Serie de ejercicios:
a) Resume en una o dos oraciones el párrafo del fragmento que comienza con «La razón por la cual Sieyès» y conserva sus datos principales.
b) Transcribe sin cambios el pasaje del fragmento que empieza en las palabras "La razón por" y termina después de "los órdenes sociales.".

**** Fragmento proporcionado

Por estas razones me parece que la dialéctica entre lo concreto-experiencial y lo universal no se corresponde, como afirma Chantal Delsol, a la tensión que existe «el arraigo en lo particular» y «la emancipación de la Ilustración»; entre la vivencia del pueblo y la teoría de la nación; entre el ιδιωτης –idiótés– y el πολίτης –polités[3]–. El pueblo –en el sentido del depositario de la esencia de la nación, al modo en que se apela a él desde el siglo XIX– no recoge la dimensión empírica, concreta, experiencial y sapiencial de las viejas comunidades políticas –de las que «pueblo» en el sentido de pequeño municipio o asentamiento sólo evoca hoy lejanos ecos–[4]. Por esa razón, el populismo tiene, sí, relación directa con el concepto de pueblo decimonónico y dista tanto como la nación y el nacionalismo de la experiencia política antigua, clásica o primitiva.

Por decirlo de otra manera, los «rebeldes primitivos» que describe Eric Hobsbawm[5] –que, por desconocimiento no aborda las partidas carlistas ni los cristeros tal como se reflejan en Entre las patas de los caballos[6]– están más emparentados con la «sociedad primitiva» que narra Lewis Morgan[7] o con «la cultura del don» que estudian Marcel Mauss y Louis Dumont[8], que con el pueblo de Michelet. No son «héroes populares» al estilo de los que han glorificado las revoluciones nacionales, de izquierda y de derecha, sino más bien, los obligados por la tradición, parientes pobres y anónimos del viejo patricio Cincinato.

 

3. Sieyès y el tercer estado

Una vez mostrada la no identidad entre los modernos conceptos de nación y de pueblo por un lado y la comunidad política por otro, vale la pena detenerse en una etapa de particular relevancia dentro del proceso de creación imaginaria de la nación y el pueblo «políticos».

En un primer momento, el abate Sieyès identifica simplemente pueblo y nación (así en ¿Qué es el tercer estado?). Entonces los usa como sinónimos estrictos pero

«posteriormente, sin embargo, procederá a su diferenciación, reservando en lo sucesivo el término nación para designar al titular de la soberanía y, por tanto, del poder constituyente y el de pueblo para referirse a uno de los dos polos nacidos de la aparición del Estado constitucional –gobernantes y gobernados–, esto es, los ciudadanos como receptores de los beneficios del Establecimiento público y supervisor de su actuación: «El pueblo son los gobernados, la voluntad constituyente es la nación entera, antes de toda distinción entre gobernantes y gobernados, antes de toda Constitución»[9].

La razón por la cual Sieyès establece esta sinonimia inicial estriba en que para él, con la Revolución, han decaído los viejos órdenes sociales y los privilegios y se ha instaurado la igualdad de todos ante la ley, por lo que no ve razón para distinguir entre pueblo y gobernantes, que sería lo mismo que perpetuar las antañonas distinciones de los órdenes sociales.

********
**** Filas

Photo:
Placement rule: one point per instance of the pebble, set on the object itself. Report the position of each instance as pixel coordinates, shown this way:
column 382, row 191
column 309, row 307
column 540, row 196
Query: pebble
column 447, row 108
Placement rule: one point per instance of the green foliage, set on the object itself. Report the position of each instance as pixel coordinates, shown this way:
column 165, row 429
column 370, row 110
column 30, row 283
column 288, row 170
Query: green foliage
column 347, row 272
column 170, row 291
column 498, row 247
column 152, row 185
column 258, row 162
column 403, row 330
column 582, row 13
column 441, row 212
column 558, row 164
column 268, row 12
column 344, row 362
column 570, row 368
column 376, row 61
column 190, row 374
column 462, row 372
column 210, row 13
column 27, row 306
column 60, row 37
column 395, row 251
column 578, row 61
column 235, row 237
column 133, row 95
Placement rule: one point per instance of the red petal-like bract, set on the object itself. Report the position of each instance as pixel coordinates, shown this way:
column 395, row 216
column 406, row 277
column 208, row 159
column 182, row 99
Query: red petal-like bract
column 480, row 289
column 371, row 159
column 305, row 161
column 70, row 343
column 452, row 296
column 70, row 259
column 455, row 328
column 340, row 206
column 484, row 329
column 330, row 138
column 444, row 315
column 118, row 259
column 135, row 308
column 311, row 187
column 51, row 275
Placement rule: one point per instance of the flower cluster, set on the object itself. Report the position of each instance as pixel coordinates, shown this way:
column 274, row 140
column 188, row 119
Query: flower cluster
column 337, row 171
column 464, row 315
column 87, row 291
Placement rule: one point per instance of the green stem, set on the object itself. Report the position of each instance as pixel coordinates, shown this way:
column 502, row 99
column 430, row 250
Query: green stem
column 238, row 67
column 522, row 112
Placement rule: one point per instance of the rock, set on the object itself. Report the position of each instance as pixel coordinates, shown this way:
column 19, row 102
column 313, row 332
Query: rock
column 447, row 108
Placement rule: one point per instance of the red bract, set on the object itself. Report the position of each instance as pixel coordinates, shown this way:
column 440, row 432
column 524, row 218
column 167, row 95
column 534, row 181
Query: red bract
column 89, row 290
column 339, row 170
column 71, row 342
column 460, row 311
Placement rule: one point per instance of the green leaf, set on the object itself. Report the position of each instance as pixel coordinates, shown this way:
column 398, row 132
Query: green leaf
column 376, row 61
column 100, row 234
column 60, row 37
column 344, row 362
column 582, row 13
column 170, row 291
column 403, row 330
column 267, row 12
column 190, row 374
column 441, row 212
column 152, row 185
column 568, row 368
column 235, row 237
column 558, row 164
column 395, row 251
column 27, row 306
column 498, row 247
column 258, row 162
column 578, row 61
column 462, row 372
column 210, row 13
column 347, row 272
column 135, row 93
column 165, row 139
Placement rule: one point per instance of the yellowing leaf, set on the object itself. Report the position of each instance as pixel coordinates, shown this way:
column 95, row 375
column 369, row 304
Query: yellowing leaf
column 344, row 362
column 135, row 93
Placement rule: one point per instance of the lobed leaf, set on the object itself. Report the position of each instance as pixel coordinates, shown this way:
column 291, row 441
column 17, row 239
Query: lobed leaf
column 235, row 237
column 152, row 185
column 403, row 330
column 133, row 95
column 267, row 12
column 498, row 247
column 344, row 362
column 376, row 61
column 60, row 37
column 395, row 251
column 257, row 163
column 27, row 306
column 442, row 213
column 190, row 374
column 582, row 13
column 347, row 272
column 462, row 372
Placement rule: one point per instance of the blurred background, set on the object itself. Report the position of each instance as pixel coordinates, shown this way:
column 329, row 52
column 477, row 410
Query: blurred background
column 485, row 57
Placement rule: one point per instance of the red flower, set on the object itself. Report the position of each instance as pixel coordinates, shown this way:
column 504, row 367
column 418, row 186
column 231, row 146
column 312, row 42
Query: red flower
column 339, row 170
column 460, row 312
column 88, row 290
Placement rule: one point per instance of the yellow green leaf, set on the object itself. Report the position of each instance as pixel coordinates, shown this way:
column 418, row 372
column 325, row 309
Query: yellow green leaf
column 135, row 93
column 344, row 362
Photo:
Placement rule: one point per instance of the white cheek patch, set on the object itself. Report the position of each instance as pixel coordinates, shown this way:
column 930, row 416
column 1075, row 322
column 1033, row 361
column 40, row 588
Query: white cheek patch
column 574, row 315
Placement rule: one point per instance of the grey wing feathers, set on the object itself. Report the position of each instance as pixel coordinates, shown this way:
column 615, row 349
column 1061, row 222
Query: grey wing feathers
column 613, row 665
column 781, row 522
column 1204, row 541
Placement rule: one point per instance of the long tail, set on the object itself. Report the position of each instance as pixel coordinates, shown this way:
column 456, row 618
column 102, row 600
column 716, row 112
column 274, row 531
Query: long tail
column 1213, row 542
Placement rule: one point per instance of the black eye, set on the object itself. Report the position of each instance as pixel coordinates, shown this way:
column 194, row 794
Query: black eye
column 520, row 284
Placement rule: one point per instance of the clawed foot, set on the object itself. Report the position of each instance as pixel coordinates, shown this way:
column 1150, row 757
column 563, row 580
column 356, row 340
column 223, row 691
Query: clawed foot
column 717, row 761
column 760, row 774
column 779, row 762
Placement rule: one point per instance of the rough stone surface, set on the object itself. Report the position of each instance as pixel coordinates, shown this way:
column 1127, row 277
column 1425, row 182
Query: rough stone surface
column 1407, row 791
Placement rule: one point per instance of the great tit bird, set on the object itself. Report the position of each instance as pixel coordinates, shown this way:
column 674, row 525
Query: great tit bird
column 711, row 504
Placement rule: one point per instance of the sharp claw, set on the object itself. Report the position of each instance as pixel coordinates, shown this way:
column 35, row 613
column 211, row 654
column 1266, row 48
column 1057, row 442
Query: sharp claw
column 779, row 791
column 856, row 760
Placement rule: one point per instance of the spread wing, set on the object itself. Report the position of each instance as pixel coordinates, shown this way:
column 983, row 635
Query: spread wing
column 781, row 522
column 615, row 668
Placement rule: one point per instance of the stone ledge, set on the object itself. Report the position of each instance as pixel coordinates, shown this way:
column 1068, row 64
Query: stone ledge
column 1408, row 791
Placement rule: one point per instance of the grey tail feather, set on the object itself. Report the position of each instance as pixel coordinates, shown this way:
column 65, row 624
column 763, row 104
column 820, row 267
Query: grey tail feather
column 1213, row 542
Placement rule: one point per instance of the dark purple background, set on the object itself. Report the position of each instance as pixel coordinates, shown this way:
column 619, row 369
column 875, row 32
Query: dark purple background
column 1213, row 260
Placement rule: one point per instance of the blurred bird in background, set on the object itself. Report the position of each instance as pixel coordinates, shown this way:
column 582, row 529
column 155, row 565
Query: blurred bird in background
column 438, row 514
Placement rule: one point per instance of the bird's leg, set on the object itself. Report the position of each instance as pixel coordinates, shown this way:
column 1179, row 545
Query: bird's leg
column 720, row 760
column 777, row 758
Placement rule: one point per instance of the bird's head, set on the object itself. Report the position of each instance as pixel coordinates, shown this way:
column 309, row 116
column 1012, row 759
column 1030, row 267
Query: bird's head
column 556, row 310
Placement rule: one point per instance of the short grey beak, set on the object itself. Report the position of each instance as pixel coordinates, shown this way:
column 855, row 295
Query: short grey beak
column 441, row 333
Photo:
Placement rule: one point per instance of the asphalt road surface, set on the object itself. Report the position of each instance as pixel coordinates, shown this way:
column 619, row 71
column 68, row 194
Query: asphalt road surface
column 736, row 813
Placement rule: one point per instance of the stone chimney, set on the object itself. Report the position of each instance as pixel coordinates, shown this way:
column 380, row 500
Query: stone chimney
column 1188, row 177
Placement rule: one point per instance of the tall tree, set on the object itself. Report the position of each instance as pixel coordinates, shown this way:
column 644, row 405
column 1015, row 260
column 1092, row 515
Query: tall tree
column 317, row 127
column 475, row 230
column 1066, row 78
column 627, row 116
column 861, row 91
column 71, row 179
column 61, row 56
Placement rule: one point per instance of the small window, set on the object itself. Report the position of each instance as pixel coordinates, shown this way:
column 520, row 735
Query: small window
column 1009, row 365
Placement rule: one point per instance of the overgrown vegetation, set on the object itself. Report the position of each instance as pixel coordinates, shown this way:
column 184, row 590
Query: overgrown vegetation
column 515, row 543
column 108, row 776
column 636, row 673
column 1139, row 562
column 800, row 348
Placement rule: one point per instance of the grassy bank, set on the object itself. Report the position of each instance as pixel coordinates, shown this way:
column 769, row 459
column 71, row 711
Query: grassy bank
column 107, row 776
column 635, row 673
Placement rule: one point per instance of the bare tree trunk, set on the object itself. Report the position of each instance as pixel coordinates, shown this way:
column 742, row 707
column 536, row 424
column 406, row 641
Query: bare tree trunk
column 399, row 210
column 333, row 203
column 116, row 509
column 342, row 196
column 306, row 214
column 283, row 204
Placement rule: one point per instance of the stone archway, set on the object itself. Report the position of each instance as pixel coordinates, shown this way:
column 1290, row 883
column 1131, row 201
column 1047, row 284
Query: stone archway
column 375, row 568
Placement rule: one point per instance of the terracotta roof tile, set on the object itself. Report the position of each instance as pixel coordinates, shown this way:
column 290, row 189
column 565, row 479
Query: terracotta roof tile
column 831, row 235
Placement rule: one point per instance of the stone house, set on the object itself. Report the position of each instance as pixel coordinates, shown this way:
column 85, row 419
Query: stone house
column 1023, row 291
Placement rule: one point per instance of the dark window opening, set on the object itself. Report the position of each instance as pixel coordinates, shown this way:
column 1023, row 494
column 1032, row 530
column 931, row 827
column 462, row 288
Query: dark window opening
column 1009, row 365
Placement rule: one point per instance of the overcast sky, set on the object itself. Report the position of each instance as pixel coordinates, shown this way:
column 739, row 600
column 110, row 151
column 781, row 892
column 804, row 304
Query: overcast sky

********

Resultados esperados:
a) Sieyès equipara al principio pueblo y nación porque considera que con la Revolución decayeron los viejos órdenes sociales y los privilegios y se instauró la igualdad de todos ante la ley. Por eso no ve motivo para distinguir entre pueblo y gobernantes, ya que hacerlo equivaldría a perpetuar las antiguas distinciones de los órdenes sociales.

b)
La razón por la cual Sieyès establece esta sinonimia inicial estriba en que para él, con la Revolución, han decaído los viejos órdenes sociales y los privilegios y se ha instaurado la igualdad de todos ante la ley, por lo que no ve razón para distinguir entre pueblo y gobernantes, que sería lo mismo que perpetuar las antañonas distinciones de los órdenes sociales.